**What the exercise asks**: Copy out every line of the items below that contains the string "metal". Treat uppercase and lowercase as different.

**Task input**:
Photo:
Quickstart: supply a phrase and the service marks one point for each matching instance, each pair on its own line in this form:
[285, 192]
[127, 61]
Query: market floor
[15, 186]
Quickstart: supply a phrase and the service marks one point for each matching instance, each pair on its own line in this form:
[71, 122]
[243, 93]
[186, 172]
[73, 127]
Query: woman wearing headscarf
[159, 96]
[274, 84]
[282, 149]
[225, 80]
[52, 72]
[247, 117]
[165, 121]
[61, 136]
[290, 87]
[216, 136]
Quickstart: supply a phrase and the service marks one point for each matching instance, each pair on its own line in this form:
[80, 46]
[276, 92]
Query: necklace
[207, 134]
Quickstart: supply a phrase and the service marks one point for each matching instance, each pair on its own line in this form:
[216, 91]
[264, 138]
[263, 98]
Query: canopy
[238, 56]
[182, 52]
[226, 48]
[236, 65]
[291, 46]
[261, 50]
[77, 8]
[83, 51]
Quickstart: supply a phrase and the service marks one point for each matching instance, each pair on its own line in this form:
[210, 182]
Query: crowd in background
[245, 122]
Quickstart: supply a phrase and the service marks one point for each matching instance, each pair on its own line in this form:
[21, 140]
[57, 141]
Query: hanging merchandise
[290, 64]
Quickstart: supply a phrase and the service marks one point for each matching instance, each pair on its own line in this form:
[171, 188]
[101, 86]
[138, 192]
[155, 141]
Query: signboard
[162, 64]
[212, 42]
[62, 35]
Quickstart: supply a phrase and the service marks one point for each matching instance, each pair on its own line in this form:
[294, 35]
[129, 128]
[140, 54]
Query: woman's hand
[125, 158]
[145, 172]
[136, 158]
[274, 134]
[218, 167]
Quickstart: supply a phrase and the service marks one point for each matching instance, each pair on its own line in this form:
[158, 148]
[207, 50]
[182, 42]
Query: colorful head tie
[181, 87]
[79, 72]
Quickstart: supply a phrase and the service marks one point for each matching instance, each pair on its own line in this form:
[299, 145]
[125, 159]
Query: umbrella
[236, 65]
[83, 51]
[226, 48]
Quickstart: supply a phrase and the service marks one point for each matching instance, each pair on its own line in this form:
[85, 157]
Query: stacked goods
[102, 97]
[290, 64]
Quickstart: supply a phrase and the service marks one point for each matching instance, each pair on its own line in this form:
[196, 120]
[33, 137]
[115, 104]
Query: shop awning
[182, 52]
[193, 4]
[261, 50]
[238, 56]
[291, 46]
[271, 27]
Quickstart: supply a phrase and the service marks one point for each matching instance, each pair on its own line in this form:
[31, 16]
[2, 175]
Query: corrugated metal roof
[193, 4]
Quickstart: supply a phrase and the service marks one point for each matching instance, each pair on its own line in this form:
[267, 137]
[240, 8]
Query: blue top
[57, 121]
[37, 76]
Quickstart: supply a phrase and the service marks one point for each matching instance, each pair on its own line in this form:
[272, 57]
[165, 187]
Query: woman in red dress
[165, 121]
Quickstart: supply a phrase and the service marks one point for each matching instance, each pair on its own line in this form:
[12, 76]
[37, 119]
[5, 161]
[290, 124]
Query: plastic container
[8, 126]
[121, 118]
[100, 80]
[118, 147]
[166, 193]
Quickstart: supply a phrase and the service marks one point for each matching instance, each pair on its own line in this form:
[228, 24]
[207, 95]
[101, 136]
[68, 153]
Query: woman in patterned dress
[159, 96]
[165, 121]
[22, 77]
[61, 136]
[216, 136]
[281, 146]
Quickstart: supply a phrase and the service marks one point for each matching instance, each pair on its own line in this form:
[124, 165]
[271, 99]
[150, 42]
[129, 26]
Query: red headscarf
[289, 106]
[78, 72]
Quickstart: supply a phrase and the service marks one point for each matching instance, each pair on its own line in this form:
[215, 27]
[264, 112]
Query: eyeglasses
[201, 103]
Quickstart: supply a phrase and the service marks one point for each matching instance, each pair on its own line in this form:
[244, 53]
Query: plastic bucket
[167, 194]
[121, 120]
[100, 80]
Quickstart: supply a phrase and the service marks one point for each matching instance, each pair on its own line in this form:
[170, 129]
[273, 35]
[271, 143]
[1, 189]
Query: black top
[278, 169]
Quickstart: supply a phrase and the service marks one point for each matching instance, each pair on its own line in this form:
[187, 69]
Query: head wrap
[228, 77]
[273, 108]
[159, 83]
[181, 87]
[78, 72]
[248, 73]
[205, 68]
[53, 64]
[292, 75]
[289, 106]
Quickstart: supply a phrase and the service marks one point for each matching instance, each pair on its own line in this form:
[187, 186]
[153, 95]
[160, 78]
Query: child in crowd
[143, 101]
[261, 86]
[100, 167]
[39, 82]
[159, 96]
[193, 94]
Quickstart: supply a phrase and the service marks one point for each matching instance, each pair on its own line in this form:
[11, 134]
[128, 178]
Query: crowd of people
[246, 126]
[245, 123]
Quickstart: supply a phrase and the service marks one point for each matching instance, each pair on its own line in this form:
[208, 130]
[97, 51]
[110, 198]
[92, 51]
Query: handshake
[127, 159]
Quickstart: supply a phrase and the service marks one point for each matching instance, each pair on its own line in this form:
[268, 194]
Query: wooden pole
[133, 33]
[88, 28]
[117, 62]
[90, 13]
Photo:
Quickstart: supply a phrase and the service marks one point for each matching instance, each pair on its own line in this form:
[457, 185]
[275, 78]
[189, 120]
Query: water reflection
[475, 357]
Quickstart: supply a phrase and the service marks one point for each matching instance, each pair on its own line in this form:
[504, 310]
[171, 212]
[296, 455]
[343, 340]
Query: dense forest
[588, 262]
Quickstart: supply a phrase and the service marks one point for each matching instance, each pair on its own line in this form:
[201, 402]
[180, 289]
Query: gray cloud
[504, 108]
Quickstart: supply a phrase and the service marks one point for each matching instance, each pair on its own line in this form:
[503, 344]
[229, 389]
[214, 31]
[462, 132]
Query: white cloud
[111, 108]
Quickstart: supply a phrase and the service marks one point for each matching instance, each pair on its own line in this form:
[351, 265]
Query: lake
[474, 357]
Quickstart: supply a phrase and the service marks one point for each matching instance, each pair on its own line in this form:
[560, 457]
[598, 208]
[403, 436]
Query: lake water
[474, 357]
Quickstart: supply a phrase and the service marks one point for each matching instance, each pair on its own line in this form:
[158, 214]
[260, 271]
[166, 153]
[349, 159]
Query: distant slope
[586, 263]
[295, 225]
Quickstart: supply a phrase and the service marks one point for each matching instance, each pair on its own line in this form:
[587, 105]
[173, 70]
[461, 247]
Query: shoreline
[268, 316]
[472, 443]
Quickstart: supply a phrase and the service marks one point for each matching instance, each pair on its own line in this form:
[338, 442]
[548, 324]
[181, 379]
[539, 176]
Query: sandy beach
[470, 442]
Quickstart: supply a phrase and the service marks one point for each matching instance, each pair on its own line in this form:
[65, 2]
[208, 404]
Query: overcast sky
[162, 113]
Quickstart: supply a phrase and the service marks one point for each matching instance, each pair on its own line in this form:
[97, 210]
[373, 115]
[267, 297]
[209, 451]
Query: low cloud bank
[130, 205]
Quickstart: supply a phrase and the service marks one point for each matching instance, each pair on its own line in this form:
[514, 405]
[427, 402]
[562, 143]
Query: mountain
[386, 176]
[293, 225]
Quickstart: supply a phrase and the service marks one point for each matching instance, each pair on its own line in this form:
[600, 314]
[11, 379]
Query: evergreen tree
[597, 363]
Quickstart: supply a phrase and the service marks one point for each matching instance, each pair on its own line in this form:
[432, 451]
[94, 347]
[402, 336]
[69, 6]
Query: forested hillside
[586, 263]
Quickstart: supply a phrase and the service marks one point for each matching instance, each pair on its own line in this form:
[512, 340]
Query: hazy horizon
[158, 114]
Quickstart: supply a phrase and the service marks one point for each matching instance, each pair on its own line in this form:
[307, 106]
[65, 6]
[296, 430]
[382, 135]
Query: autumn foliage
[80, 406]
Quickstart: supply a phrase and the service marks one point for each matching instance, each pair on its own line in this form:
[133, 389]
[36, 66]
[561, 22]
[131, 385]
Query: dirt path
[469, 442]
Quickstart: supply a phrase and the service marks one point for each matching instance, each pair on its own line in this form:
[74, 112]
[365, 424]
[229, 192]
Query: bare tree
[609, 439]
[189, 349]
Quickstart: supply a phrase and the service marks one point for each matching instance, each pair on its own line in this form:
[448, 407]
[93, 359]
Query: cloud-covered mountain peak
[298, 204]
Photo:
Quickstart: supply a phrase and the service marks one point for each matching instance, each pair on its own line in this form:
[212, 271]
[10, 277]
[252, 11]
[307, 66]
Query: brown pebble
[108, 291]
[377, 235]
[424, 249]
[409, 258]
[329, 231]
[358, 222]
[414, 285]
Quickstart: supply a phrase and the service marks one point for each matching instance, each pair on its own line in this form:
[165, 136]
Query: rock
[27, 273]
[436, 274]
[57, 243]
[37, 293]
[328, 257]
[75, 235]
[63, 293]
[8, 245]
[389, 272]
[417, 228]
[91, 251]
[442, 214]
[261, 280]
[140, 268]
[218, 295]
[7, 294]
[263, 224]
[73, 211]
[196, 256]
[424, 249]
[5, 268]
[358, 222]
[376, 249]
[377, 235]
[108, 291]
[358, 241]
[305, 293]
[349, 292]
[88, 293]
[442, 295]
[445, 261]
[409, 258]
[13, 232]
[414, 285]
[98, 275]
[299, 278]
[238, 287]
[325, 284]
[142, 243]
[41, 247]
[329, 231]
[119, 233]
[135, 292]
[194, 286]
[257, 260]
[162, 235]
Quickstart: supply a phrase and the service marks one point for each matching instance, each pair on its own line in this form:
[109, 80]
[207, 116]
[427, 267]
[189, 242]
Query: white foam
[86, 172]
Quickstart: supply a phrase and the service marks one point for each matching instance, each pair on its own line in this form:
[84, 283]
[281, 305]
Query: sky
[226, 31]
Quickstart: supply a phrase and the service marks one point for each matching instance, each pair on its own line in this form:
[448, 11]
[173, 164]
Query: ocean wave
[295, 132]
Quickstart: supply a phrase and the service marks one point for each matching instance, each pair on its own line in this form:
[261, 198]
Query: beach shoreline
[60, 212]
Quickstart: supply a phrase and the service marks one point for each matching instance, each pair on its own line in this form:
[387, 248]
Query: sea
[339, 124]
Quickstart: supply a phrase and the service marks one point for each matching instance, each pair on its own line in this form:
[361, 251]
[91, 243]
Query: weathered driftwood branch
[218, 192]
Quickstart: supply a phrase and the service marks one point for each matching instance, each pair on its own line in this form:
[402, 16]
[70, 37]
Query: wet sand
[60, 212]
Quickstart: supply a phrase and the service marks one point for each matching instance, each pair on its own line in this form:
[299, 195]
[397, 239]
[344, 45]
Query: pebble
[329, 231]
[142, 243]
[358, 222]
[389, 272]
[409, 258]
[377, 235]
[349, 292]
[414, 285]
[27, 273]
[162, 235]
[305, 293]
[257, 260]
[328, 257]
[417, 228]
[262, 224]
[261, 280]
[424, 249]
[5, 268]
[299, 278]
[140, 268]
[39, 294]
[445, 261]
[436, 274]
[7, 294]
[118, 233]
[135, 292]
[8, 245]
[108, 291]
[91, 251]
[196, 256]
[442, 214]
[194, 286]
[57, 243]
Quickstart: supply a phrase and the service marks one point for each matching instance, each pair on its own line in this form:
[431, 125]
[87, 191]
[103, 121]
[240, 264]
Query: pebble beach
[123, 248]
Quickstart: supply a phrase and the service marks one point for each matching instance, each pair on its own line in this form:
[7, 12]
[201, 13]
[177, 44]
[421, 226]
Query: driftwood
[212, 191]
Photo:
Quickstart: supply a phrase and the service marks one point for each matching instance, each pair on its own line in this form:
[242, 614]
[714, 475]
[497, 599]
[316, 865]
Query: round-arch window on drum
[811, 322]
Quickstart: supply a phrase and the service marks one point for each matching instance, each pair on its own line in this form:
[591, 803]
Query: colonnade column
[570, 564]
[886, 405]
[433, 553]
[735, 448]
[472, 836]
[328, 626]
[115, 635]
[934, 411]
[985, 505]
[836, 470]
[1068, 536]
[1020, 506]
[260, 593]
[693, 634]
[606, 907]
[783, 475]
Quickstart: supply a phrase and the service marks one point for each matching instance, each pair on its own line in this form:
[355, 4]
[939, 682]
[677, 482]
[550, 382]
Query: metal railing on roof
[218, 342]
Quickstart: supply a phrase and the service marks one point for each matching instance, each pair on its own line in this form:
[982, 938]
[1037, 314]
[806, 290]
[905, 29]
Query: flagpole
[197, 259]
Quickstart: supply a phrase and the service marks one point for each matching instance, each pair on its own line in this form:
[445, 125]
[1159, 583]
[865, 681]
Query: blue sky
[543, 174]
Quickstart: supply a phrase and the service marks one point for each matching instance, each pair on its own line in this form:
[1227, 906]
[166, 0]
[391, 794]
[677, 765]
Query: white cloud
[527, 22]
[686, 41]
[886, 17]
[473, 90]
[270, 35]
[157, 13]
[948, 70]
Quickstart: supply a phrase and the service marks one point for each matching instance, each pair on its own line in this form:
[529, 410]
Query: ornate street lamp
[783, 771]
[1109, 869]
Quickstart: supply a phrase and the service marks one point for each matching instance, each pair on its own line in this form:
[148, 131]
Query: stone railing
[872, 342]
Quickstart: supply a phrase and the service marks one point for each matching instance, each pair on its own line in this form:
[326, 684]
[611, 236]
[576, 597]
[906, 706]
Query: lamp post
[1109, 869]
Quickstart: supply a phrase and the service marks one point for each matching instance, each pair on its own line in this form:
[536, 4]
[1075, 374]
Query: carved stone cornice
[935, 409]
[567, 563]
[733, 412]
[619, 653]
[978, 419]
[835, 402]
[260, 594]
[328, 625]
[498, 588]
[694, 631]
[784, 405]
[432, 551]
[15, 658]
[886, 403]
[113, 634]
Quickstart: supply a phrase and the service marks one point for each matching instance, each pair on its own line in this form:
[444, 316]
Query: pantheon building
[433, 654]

**The reply**:
Query: corrugated metal roof
Query: metal railing on roof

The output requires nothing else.